* [Task instructions]:
From the first entry to the last, restate everything word for word and exclude pictures.

BEGIN Task data

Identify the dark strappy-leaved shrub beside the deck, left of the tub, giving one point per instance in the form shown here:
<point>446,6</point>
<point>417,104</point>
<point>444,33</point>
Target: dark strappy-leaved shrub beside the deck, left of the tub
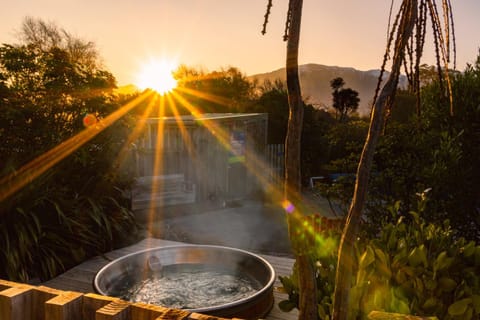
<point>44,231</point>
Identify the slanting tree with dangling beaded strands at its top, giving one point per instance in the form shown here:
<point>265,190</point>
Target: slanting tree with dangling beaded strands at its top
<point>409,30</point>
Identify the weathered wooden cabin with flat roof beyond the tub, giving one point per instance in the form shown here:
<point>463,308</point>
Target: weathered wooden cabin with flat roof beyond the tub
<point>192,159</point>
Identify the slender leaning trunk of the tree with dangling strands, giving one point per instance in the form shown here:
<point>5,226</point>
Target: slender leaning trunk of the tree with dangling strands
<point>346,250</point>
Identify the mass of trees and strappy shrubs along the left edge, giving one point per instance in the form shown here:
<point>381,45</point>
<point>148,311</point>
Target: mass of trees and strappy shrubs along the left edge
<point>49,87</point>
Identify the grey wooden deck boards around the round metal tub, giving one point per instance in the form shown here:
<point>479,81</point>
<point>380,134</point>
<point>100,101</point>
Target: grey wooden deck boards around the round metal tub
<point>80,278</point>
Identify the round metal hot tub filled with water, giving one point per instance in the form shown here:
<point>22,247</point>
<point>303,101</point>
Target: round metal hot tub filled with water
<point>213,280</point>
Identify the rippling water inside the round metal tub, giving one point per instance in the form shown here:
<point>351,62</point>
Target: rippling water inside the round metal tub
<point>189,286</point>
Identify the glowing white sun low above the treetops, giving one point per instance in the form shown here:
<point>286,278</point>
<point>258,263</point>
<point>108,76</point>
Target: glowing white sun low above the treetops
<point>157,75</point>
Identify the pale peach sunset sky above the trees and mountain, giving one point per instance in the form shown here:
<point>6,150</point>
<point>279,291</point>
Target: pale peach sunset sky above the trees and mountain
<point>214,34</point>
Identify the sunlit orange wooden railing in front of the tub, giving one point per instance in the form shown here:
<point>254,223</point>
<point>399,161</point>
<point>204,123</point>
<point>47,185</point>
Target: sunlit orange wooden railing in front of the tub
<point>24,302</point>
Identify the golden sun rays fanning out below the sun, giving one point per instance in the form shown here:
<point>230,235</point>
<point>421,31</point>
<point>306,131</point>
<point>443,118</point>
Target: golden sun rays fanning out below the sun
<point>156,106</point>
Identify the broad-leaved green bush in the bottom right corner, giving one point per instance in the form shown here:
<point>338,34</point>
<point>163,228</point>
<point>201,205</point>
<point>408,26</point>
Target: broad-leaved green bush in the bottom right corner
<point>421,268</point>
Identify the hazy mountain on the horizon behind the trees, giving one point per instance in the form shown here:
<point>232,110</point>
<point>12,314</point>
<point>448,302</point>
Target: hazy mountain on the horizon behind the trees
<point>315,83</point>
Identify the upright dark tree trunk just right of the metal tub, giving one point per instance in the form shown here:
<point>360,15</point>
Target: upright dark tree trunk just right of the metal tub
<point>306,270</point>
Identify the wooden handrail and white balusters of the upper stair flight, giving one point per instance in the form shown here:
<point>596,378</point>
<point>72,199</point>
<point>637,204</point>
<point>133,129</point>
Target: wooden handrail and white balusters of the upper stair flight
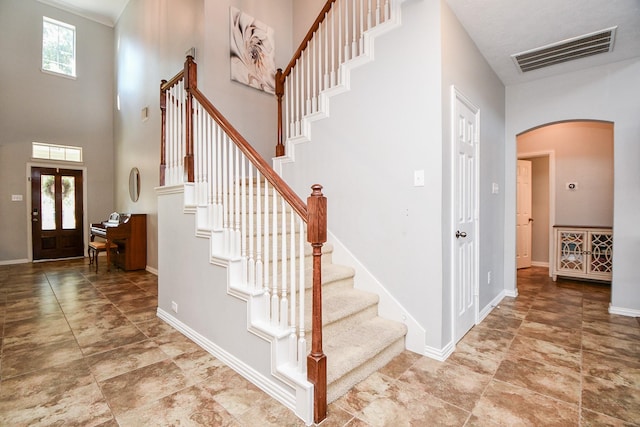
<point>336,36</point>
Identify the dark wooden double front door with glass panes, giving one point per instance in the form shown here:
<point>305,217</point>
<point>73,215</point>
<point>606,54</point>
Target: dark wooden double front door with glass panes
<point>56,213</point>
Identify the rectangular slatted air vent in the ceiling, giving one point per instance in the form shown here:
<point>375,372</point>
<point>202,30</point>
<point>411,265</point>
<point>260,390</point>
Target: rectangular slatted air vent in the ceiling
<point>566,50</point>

END Task data

* [Answer to this exercise]:
Identify the dark strappy-leaved shrub beside the deck, left of the tub, giving one point per instance in the form shown here:
<point>446,6</point>
<point>417,104</point>
<point>444,33</point>
Target: dark strappy-leaved shrub beside the deck, left of the tub
<point>44,231</point>
Identify the slanting tree with dangling beaded strands at its top, giving one point per instance in the form shown here:
<point>265,190</point>
Target: slanting tree with dangling beaded strands at its top
<point>409,30</point>
Identify the weathered wooden cabin with flat roof beyond the tub, giving one point per instance in the form shown here:
<point>463,308</point>
Target: weathered wooden cabin with flat roof beyond the tub
<point>192,159</point>
Identify the slender leaning trunk of the tree with dangling strands, giving one point per instance in the form shown here:
<point>5,226</point>
Target: slender leaning trunk of the tree with dangling strands
<point>346,250</point>
Identify the mass of trees and strappy shrubs along the left edge, giving one point per instance in the form shown here:
<point>381,45</point>
<point>148,311</point>
Target: mass of trees and strappy shrubs along the left edge
<point>49,87</point>
Identify the grey wooden deck boards around the round metal tub, giving one point per instance in the form shown here:
<point>479,81</point>
<point>380,134</point>
<point>100,101</point>
Target: grey wooden deck boards around the round metal tub
<point>80,278</point>
Identify the round metal hot tub filled with water, giving one point per instance in the form shown here:
<point>22,247</point>
<point>303,101</point>
Target: round metal hot tub filled with water
<point>213,280</point>
Identify the rippling water inside the round metal tub, giving one point per instance in the form shown here:
<point>351,62</point>
Target: rippling water inside the round metal tub
<point>189,286</point>
Identify the glowing white sun low above the treetops, giving one point per instance in the form shown here:
<point>286,278</point>
<point>258,263</point>
<point>108,76</point>
Target: glowing white sun low above the treetops
<point>157,75</point>
Identify the pale peach sunset sky above the trees and mountain, giving one point per instance in the form shown here:
<point>6,150</point>
<point>279,291</point>
Target: pale peach sunset sky above the trees and mountain
<point>214,34</point>
Identify the sunlit orange wooden railing in front of the tub, giving one point per instance in the form shown here:
<point>254,223</point>
<point>399,161</point>
<point>204,123</point>
<point>47,185</point>
Target: sunlit orange wooden railing in front of the tub
<point>24,302</point>
Identify the golden sun rays fanning out below the sun, giving one point per instance in the form shown here:
<point>230,235</point>
<point>421,31</point>
<point>306,131</point>
<point>443,118</point>
Target: golden sun rays fanning out below the sun
<point>156,106</point>
Identify the broad-leaved green bush in the bottom right corner, giving one point per instance in the form shown here:
<point>338,34</point>
<point>163,228</point>
<point>201,205</point>
<point>408,26</point>
Target: broad-leaved green bush in the bottom right corner
<point>421,268</point>
Identify the hazy mountain on the horizon behind the trees, giving one point per instance in the form shown here:
<point>232,110</point>
<point>12,314</point>
<point>448,302</point>
Target: hazy mountain on the horizon behind the trees
<point>315,83</point>
Identify the upright dark tree trunk just right of the metal tub, giving one point per instance in the form shown here:
<point>360,15</point>
Target: upright dark tree trunk just right of the metal tub
<point>306,270</point>
Identify the wooden handrail and white balusters of the upper stair flight, giving one point per instance in the form shown here:
<point>596,378</point>
<point>72,199</point>
<point>637,204</point>
<point>133,129</point>
Target: wooden handrail and white balusters of the upper stair flight
<point>336,36</point>
Identify the dark wooden double front door with glass panes, giving one point per instance in the form shown here:
<point>305,217</point>
<point>73,215</point>
<point>606,54</point>
Target: dark wooden double front door with glass panes
<point>56,213</point>
Identify the rectangular slatted air vent in the ceiling, giving one point per instance in the form shown here:
<point>375,372</point>
<point>202,30</point>
<point>411,265</point>
<point>260,390</point>
Target: rectangular slatted air vent in the ceiling
<point>566,50</point>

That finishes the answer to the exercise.